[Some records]
◇ ◇ ◇

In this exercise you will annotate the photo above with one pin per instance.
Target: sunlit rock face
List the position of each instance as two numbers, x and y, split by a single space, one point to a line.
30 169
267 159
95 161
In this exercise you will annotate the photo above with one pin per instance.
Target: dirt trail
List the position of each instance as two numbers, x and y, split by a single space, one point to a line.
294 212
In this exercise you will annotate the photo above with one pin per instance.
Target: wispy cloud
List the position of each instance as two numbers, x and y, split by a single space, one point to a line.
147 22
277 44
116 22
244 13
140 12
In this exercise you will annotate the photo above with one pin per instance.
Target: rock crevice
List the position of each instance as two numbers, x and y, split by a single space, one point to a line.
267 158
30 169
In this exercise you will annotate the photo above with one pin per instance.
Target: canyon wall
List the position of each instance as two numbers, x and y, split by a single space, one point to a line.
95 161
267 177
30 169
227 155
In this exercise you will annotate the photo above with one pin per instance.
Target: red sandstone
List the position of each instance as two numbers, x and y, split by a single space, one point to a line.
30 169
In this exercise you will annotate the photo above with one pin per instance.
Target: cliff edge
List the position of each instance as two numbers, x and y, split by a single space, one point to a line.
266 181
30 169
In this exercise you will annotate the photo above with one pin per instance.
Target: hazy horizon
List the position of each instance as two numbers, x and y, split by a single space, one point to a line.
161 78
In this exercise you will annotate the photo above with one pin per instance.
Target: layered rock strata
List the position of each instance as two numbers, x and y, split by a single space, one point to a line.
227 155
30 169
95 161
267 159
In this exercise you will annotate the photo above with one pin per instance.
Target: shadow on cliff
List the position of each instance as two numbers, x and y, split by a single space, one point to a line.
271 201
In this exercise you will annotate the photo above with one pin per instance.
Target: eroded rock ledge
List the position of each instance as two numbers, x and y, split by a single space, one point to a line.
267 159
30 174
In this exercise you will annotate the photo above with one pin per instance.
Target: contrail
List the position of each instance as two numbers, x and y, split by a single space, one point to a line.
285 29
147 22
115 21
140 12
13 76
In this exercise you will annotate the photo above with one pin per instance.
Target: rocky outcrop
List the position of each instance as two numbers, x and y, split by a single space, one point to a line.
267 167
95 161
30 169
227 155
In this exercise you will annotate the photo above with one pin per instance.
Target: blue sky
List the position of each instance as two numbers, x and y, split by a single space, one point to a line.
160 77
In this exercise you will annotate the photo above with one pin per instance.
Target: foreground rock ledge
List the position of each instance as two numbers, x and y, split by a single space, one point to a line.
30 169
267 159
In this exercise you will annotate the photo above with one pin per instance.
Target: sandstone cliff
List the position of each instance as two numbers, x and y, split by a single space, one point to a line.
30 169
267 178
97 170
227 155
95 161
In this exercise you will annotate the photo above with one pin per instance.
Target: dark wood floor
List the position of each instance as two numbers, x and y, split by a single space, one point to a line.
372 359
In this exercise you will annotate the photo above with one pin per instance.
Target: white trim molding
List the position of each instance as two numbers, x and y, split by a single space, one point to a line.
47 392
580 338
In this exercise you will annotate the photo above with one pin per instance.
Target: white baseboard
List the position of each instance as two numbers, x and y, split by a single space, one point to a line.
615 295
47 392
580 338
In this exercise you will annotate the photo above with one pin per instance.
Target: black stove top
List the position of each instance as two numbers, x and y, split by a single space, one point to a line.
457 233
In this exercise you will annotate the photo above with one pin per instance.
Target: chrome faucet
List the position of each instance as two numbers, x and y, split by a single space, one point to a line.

◇ ◇ ◇

[Stated task]
Once more, set down the full listing, verbatim.

[Worked solution]
In this exercise you will annotate the photo above with one pin per instance.
Target: sunlit rock face
List the position of each instance as two numbers, x and y, split by a single space, one point to a line.
30 169
267 159
95 161
In this exercise you will annotate the photo above with one pin per instance.
Target: dirt trail
List the position of each instance as two numbers, x and y, split by a single space, one point to a line.
294 212
In this exercise you will annotate the photo above with one pin per instance.
Target: wispy cloud
List the position of each instance as two numbers, x and y, split by a single space, one point to a line.
147 22
277 44
116 22
244 13
140 12
In this exercise you will annotate the photo above with one pin per instance.
Target: rock crevice
List the position of each instance as two numbers, x and y, split by a single space, one point to a line.
267 158
30 169
In this exercise you will annotate the photo above with one pin per instance.
Target: canyon wall
List the position of each instance as two numbers, x and y, split by a single space, one point to a line.
95 161
267 177
30 169
227 155
In this exercise you will annotate the photo above with one pin per instance.
Target: red sandstone
List the position of each instance as two numbers, x and y, split by a single space, one point to a line.
30 169
In this exercise you will annotate the photo above with one pin per instance.
Target: cliff edge
List the position of each instance as two numbers, x and y, split by a single space, one point to a line.
266 181
30 169
In this exercise you will annotate the photo above with one pin per instance.
Target: hazy horizon
List the position of each instance as two numbers, x and y, split by a single space, one point to a line.
161 78
In this exercise you will annotate the photo above with one pin per instance.
Target: layered rock strata
List the position of each instance as two numbers, x and y, split by a single space, one point to a line.
227 155
30 169
95 161
267 159
In this exercise you will annotate the photo above with one pin per instance.
Target: shadow on cliff
List the position of each instance as two numbers, x and y, split by a single space, one point to a line.
271 201
In this exercise you will annotate the photo above with one pin per instance.
Target: eroded rock ledge
List the position of each instance as two numbers, x and y, split by a single space, one point to a line.
267 159
30 174
In this exercise you will annotate the photo above with one pin per instance.
Target: contrail
List the position of each instance as two numbers, x and y, split by a single space, one point to a line.
285 29
147 22
115 21
140 12
13 76
In this exercise you will annotate the photo above with one pin per instance.
Target: rocky outcrop
List the position of each instance as two numbers, x and y, split by a single space, one point to a line.
267 167
95 161
30 169
227 155
In this exercise you will annotate the photo above with one pin per instance.
Target: blue sky
List the position of each instance as two numbers, x and y, split by a single space, one point to a line.
160 77
In this exercise you will annotate the photo above with one pin per instance.
Target: foreground rock ledge
List the position of each instance as two numbers, x and y, split by a single space, one point to a line.
30 169
267 159
In this exercise you will annotate the photo above with one pin per instance.
Target: sandstone cliff
List the position of each instance as two numbers, x and y, split by a single space, one point to a line.
30 169
267 178
97 170
227 155
95 161
In this exercise you will annotate the photo above with one pin per instance.
Target: dark wood floor
List the position of each instance as two numbers, x and y, split by a single space, one point to a line.
372 359
In this exercise you will annotate the photo above with one pin per instance.
Target: white trim molding
List the position of each instance as two numbers, x and y, split by a single space, one point to a line.
47 392
580 338
In this exercise you will annotate the photo above with one pin per instance.
Target: white baseboard
List the position of each instance as two numbers, x and y, split by a single space, one point to a line.
615 295
47 392
580 338
In this exercise you will annotate the photo above with one pin per instance.
Target: black stove top
List the position of each instance as two numbers, x and y, split by a single space, one point to a line.
457 233
In this exercise you will annotate the photo above with one pin per instance.
Target: chrome faucet
List the position of each instance as two numbers, x and y, split by a single space, one point to a line.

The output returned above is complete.